WHAT YOU WILL DO
1/ In the forum thread on foreground plants, which plant does MatPat guess Rob received from Jack?
2/ Repeat the part of the foreground plant thread that begins at the words "I checked the" and stops after the words "stems or so.".

PROVIDED TEXT
--------------------------------------------------

# Need a Foreground Plant



## Rob Tetrazona (Jun 21, 2005)

Since I am starting a glosso patch in my new tank, I would like to replace the glosso in my other planted 75G with a different foreground plant or plants. 

I don't remember what it was called, but Jack W. gave me a foreground plant one time with some red vals and rotala rotundfolia. I think I can find the scientific name at home. This stuff took a multiple beatings from a ravenous group of fish fighting over algae wafers and eventually disappeared.

Anyway, I'm looking for suggestions, offers, and/or trades. I will have glosso, hornwort, anachris, water wisteria, water sprite, and ambulia for trade and/or donation for the September meeting. I will also donate some of all of the above to the Tom Barr Relief Fund at the next GCAS meeting.  

Let me know.


----------



## MatPat (Mar 22, 2004)

I would have to guess that you got Elatine triandra from Jack. It is a fast grower, light green in color. I do believe it propagated from seed since I removed all of the green growth and gave some to Jack and maybe a few others. It did not do well in my 10g, non-CO2 tank but I think it was due more to a lack of light than anything else. I will try it in the 10g again once it grows out in the 75g now that I have a second 15w light on the tank.

If any of the plants you bring to our meeting don't get traded, you can always auction them at the GCAS meeting Sunday night. Whether you donate them (either from you or from (SWOAPE) to GCAS or not is up to you. I imagine most of them will bring in a decent amount of cash. Putting plants up for auction at GCAS may be a good way for us to raise some cash since we don't charge any dues!


----------



## Rob Tetrazona (Jun 21, 2005)

Elatine triandra. Cool. I'd like to try some of this if there is any surplus in the group.

Yes, my intentions are to bring some of my surplus plants to SWOAPE for trades or whatever and some to GCAS auction donated by SWOAPE for Tom, since I'm not too gungho about pulling any $$ out of my wallet. I've spent enough on this hobby over the past few months!


----------



## Simpte 27 (Jul 16, 2004)

You may want to try Marsilea Crenata. Very easy carpet-like plant to grow. I had it with Low light and DIY co2 and it grew well until it got overshadowed by other plants (Told you my aquascaping skill is non-existent).


----------



## Jack W (Apr 8, 2005)

I do have another patch of E. triandra growing in my 55 gallon. I would be happy to give you some. Do you want to wait untill the meeting or come to my house to pick it up.


----------



## Rob Tetrazona (Jun 21, 2005)

Jack W said:


> I do have another patch of E. triandra growing in my 55 gallon. I would be happy to give you some. Do you want to wait untill the meeting or come to my house to pick it up.


I checked the name and E. Triandra it was! I can wait until the meeting. Thanks!


----------



## Troy McClure (Aug 3, 2005)

I can have some E. triandra ready for you at the meeting. It's grows fast and is very easy to propagate. The stuff you saw in my 10gal started from only four stems or so.

Have you ever tried hairgrass? Good stuff, though you'll have to keep it in check just like you would with glosso.

Marsilia crenta and other Marsilia species would work well...

Then there's my personal favorite: HC


----------



## ranmasatome (Aug 5, 2005)

--------------------------------------------------

(Source records)
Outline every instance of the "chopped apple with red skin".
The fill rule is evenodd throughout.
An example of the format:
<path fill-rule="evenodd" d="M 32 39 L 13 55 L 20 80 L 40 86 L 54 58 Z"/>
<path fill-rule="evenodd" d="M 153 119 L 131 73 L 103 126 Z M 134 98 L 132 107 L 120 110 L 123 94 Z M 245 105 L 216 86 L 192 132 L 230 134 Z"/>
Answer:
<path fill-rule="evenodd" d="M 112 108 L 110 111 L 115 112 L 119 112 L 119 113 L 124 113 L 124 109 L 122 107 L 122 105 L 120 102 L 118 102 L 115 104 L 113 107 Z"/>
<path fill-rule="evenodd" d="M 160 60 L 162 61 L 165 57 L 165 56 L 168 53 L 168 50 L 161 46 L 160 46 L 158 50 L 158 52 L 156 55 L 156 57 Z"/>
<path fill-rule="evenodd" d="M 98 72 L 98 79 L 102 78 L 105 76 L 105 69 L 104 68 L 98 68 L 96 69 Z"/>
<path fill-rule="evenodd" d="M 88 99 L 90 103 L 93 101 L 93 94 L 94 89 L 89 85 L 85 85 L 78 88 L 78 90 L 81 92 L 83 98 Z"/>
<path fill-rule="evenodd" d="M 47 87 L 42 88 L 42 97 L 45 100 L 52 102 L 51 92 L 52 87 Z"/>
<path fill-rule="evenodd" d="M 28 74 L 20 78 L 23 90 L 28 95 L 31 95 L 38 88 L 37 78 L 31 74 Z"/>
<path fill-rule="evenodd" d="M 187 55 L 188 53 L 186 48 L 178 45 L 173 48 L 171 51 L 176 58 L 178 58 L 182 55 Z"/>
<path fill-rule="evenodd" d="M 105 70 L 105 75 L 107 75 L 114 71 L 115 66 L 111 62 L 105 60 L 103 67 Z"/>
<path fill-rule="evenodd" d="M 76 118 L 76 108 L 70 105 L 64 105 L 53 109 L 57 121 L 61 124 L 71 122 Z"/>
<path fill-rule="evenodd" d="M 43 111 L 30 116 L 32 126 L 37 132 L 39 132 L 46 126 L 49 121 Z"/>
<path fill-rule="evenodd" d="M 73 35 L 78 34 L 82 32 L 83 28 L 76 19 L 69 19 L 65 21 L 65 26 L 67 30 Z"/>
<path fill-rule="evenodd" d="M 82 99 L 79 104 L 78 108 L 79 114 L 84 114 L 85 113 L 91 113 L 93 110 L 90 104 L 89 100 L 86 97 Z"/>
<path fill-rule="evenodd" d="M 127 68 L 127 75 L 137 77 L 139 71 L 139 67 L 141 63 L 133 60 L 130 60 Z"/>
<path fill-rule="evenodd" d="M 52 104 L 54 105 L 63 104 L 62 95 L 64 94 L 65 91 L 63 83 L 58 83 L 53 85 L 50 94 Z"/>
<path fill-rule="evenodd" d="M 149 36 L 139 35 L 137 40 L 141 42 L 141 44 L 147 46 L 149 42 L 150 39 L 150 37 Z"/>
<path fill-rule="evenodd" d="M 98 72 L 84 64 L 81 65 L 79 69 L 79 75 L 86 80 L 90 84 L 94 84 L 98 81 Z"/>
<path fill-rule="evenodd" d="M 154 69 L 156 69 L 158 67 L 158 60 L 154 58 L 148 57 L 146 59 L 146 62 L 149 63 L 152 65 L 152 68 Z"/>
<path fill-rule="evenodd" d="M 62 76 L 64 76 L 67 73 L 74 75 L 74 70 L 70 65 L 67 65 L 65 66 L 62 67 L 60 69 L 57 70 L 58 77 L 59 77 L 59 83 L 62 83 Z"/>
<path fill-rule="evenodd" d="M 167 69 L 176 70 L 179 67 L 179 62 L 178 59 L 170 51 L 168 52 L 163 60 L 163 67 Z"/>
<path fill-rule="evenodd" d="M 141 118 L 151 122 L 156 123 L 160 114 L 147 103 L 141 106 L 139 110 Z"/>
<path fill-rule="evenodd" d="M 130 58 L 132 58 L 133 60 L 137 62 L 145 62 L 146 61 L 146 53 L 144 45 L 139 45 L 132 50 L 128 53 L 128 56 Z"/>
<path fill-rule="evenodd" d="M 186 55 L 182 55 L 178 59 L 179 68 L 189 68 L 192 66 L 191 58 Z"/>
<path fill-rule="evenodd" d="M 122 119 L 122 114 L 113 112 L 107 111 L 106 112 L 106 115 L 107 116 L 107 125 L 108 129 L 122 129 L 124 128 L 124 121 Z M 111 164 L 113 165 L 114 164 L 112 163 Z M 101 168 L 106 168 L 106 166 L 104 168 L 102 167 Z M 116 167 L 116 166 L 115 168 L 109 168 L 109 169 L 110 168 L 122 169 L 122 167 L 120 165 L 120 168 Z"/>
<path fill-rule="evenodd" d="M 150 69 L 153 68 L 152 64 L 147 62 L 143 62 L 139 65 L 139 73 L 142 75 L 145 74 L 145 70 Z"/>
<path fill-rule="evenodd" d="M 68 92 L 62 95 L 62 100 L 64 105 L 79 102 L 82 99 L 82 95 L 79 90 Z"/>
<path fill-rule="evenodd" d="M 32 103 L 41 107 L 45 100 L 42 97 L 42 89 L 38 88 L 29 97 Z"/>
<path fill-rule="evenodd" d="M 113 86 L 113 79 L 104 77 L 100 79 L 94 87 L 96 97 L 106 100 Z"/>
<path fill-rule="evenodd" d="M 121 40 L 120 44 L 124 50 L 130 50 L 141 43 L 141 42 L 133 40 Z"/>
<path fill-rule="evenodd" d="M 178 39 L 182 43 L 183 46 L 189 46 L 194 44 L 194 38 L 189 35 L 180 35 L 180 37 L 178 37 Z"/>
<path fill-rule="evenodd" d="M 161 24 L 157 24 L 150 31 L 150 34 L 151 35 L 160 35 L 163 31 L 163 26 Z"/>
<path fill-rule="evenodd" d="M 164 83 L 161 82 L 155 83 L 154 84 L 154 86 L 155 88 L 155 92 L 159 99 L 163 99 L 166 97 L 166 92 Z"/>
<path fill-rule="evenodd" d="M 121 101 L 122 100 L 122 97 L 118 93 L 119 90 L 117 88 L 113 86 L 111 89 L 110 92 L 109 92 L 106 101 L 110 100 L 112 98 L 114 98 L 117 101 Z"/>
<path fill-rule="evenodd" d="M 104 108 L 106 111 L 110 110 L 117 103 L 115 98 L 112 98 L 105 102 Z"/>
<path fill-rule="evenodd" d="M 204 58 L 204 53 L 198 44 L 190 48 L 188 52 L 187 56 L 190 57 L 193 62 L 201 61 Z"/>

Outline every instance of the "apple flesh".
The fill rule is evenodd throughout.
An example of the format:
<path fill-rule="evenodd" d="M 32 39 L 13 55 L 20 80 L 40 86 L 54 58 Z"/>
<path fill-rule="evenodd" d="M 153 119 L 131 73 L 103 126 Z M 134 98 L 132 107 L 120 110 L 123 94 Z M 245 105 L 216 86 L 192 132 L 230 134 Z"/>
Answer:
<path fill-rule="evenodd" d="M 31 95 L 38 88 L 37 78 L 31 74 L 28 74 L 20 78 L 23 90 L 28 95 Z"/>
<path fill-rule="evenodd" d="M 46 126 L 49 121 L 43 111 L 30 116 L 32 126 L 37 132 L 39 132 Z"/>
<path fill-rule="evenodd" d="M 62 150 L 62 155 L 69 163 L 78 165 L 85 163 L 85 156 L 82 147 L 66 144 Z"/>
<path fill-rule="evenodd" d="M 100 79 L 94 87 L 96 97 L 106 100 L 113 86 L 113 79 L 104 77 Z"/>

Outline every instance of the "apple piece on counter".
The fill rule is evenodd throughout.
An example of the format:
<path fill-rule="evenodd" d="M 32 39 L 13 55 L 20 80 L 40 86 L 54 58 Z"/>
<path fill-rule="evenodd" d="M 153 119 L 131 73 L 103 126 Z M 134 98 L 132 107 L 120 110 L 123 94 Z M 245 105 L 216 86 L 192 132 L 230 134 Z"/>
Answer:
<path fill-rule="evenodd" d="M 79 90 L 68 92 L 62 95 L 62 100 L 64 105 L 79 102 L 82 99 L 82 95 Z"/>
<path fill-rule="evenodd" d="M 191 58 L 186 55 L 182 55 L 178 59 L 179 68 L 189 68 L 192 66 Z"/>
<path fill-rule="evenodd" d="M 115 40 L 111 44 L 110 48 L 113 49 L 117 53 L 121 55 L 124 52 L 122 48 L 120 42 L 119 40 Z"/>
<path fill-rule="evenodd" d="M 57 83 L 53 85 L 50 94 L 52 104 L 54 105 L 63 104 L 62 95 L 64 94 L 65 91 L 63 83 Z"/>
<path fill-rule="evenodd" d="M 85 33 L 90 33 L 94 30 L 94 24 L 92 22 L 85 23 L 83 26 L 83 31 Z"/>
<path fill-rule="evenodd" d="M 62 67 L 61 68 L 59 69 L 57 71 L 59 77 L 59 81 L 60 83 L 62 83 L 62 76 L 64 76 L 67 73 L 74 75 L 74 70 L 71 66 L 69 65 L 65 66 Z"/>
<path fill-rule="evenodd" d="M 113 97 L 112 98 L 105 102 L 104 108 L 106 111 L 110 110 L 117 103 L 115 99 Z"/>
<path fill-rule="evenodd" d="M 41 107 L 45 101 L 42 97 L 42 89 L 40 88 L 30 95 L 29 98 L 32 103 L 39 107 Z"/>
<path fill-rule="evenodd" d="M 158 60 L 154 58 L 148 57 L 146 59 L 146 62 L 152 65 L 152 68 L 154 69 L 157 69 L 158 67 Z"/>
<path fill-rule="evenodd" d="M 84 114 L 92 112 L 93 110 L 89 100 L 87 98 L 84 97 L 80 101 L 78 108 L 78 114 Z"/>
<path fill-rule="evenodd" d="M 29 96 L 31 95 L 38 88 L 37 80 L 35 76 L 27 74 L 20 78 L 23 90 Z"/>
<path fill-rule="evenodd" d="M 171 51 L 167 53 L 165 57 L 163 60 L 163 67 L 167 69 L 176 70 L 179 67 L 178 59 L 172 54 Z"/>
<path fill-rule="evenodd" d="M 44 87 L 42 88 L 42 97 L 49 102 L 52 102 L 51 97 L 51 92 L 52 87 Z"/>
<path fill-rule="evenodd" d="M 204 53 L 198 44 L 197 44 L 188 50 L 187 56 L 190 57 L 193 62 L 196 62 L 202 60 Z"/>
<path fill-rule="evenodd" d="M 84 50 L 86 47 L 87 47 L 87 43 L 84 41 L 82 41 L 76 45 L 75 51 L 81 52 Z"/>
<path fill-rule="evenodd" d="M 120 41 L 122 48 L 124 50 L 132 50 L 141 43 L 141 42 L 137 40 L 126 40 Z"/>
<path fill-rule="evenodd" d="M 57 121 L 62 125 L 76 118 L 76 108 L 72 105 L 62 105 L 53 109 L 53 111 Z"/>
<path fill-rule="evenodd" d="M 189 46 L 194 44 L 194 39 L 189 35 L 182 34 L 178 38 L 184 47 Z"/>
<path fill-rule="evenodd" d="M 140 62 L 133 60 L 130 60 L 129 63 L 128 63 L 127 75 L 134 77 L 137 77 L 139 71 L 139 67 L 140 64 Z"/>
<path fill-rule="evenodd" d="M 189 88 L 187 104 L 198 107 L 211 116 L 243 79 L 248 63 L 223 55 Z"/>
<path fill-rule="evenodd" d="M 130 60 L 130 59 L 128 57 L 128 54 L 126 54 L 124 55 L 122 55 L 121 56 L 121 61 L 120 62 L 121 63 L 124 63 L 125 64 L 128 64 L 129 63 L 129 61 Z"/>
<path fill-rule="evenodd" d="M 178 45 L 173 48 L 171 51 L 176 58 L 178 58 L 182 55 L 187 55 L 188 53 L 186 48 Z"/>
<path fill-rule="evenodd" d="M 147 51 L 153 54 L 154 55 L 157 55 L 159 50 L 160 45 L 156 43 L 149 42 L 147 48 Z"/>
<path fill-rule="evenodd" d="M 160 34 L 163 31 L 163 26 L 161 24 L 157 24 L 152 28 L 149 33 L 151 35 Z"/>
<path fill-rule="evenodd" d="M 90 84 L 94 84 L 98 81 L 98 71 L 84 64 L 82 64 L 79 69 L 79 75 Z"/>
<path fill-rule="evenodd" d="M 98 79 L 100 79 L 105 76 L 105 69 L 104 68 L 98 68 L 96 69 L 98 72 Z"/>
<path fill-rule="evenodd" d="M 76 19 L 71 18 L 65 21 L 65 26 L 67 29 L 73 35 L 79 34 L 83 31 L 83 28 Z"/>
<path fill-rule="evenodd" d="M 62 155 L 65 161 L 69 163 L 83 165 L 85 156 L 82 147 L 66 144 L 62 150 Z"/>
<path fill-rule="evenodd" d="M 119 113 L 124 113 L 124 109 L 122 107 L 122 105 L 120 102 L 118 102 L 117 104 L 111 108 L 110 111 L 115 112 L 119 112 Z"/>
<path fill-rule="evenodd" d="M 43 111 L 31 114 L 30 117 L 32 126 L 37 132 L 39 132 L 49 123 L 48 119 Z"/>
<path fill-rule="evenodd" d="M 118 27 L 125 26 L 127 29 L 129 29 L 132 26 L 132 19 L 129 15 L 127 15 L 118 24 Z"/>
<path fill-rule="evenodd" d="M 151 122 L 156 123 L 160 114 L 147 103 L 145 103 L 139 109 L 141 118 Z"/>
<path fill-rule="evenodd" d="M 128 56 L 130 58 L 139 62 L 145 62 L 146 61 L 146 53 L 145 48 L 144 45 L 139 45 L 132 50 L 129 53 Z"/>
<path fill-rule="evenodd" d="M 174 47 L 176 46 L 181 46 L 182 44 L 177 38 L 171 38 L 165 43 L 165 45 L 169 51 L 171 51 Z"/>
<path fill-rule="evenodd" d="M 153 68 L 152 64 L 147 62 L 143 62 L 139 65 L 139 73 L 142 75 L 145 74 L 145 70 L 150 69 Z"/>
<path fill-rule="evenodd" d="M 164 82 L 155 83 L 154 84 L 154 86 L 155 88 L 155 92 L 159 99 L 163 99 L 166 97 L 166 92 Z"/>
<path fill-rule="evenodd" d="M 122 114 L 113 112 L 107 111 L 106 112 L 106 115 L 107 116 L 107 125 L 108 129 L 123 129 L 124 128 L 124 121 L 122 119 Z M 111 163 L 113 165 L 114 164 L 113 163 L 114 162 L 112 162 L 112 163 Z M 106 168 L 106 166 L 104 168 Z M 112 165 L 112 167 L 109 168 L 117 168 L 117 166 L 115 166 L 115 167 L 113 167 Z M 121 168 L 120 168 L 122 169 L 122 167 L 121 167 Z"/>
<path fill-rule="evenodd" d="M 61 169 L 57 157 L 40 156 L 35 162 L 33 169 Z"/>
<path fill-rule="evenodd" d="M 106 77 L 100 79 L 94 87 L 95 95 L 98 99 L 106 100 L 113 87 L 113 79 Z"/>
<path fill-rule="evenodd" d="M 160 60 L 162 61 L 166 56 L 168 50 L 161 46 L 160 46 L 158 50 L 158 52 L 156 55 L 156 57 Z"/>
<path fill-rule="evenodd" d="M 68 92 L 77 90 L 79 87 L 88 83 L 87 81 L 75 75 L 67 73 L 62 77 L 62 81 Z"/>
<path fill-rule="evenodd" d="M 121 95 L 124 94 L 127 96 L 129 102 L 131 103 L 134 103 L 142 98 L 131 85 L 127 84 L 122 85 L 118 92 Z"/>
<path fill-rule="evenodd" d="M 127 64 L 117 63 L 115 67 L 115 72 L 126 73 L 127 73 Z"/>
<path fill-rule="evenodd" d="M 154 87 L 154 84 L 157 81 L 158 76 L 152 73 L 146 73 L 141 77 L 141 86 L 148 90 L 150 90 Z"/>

--------------------------------------------------

TASK-BY-TASK ANSWERS
1/ Elatine triandra

2/
I checked the name and E. Triandra it was! I can wait until the meeting. Thanks!


----------



## Troy McClure (Aug 3, 2005)

I can have some E. triandra ready for you at the meeting. It's grows fast and is very easy to propagate. The stuff you saw in my 10gal started from only four stems or so.